• _Reading passage_
========================================

In the present structure of the Dinarides an important role have the South Pannonian Basin. The South Pannonian Basin is located in the northern part of Bosnia and Herzegovina. The Spreča-Kozara deep fault represents the northern boundary of the Dinaride Ophiolite Zone, and is often as well taken as the limit of the South Panonian Basin margin.
Along this fault, a vertical displacement of up to 2000 m was registered (Hrvatović, 2006). The Spreča-Kozara fault zone is one of the most important tectonic zones in South-eastern Europe with regard to finding mineral, thermal and thermomineral waters what is proven by numerous drillholes (Fig. 1).
On the Spreča-Kozara fault or smaller faults that intercept it, starting from Mlječanica and Lješljani in the north-west to Zvornik in the southeast, the following hydrogeothermal geomanifestations are appearing:
- Thermomineral hyperalkaline water with hydrocarbons in Lješani (1),
- Mineral H2S waters of Jelovac (2) and Mječanica (3),
- Thermal water of Laktaši (4)
- Thermomineral water with CO2 in Banjaluka (Slatina) – (5)
- Thermal hyperalkaline waters of Kokori and Kulaši (7)
- Thermomineral CO2 waters of Boljanić (8), Ćelahuša (9), Kakmuž (9)
- Natural seepage of CO2 (moffete) in Sočkovac (Pasje jame = Dog holes) – (9),
- Mineral CO2 waters in Kiseljak (10), Ljubače (13) and Živinice (14)
- Hypothermal hyperalkaline water of Kiseljak (10), Šerići (11) and Poljice (12)
- Thermal water of Toplica (15).
All previous isotopic analysing of these waters show atmospheric origin, while gas isotopes indicate different ways of generating of gasses. For example, methane in the most hyperalkaline-water aquifers of the Dinaride Ophiolite Zone in B&H has an abiotic origin which derives from continental serpentinization, while two springs have biotic origins of methane (Etiope et al., 2017).
The most interesting are the thermomineral hyperalkaline waters of the Lješljani deposit (Novi Grad municipality), because they are rare in the world. Lješljani aquifer has the highest CH4 concentration (2706 mM) and pH (12.8) ever reported so far in peridotite-hosted hyperalkaline waters (Etiope at al., 2017). The water of this deposit occurs on two springs and a drillhole SB-1 (672 m) with a total yield about Q≈7 l/s. This water is characterized by Cl-OH-Na type, high conductivity EC=3,98 – 5,18 mS/cm and pH=12,0 – 12,8, as well as CH4 (with its higher homologues) and N2 free gasses composition. Waters issue from outcrops of tectonized greywacke sandstones of volcanic sedimentary (diabase-chert) formation rocks (Miošić and Sofilj, 1989).

========================================

• _Supplied information_

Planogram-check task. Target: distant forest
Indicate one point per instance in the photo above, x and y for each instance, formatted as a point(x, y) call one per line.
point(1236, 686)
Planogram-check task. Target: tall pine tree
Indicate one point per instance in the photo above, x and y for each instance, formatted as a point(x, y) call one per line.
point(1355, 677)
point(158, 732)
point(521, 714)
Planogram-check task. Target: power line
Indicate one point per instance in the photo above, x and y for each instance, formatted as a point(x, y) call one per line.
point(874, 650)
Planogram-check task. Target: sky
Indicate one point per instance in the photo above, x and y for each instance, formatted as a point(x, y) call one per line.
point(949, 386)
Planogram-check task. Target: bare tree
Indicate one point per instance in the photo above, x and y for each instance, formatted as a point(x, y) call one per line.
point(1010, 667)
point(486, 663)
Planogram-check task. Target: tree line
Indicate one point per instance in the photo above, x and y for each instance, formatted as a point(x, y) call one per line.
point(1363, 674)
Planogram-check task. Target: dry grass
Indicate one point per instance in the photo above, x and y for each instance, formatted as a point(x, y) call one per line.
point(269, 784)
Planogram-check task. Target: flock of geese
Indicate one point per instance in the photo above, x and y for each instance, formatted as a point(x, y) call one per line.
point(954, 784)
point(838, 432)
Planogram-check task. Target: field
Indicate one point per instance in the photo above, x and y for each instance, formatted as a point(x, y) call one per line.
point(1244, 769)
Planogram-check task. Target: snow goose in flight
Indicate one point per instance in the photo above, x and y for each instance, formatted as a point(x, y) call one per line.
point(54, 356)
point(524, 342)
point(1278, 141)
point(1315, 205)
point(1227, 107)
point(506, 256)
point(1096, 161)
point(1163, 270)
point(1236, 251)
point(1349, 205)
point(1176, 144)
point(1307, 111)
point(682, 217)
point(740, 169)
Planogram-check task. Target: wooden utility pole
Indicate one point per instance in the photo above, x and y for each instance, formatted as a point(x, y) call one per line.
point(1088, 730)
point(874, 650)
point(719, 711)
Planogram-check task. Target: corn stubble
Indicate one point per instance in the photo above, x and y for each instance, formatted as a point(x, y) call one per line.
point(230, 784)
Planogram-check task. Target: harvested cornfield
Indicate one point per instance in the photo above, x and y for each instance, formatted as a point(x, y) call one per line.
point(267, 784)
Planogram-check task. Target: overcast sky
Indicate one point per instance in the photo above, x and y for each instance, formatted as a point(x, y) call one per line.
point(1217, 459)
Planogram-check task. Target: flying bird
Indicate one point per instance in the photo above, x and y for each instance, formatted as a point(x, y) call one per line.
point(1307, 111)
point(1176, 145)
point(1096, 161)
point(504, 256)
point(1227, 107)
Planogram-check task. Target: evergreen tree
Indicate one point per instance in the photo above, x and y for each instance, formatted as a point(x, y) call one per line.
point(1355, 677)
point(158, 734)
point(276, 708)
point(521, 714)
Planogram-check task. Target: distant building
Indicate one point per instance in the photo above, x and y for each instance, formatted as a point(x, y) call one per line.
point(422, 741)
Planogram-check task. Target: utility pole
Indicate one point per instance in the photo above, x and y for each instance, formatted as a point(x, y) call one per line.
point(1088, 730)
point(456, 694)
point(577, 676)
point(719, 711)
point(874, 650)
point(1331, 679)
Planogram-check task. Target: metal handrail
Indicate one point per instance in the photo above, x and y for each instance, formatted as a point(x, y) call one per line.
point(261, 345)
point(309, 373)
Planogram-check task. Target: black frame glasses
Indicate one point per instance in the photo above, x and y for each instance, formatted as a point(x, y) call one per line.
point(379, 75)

========================================

• _Set exercise 1_
In the Spreča-Kozara fault text, reproduce the passage from "- Thermomineral water" up to and including "and Živinice (14)", substituting "Banja Luka" for "Banjaluka".
• _Set exercise 2_
According to the Spreča-Kozara fault text, how deep is drillhole SB-1?
• _Set exercise 3_
Rewrite the paragraph of the Spreča-Kozara fault text that begins "The most interesting are the thermomineral" as a list, keeping its main facts.

• _Finished answer 1_
- Thermomineral water with CO2 in Banja Luka (Slatina) – (5)
- Thermal hyperalkaline waters of Kokori and Kulaši (7)
- Thermomineral CO2 waters of Boljanić (8), Ćelahuša (9), Kakmuž (9)
- Natural seepage of CO2 (moffete) in Sočkovac (Pasje jame = Dog holes) – (9),
- Mineral CO2 waters in Kiseljak (10), Ljubače (13) and Živinice (14)

• _Finished answer 2_
672 m.

• _Finished answer 3_
- The thermomineral hyperalkaline waters of the Lješljani deposit (Novi Grad municipality) are the most interesting because they are rare in the world.
- The Lješljani aquifer has the highest CH4 concentration (2706 mM) and pH (12.8) reported so far in peridotite-hosted hyperalkaline waters (Etiope at al., 2017).
- The water comes from two springs and drillhole SB-1 (672 m), with a total yield of about Q≈7 l/s.
- It is of Cl-OH-Na type, with conductivity EC=3,98 – 5,18 mS/cm and pH=12,0 – 12,8.
- Its free gases are CH4 (with its higher homologues) and N2.
- It issues from outcrops of tectonized greywacke sandstones of volcanic sedimentary (diabase-chert) formation rocks (Miošić and Sofilj, 1989).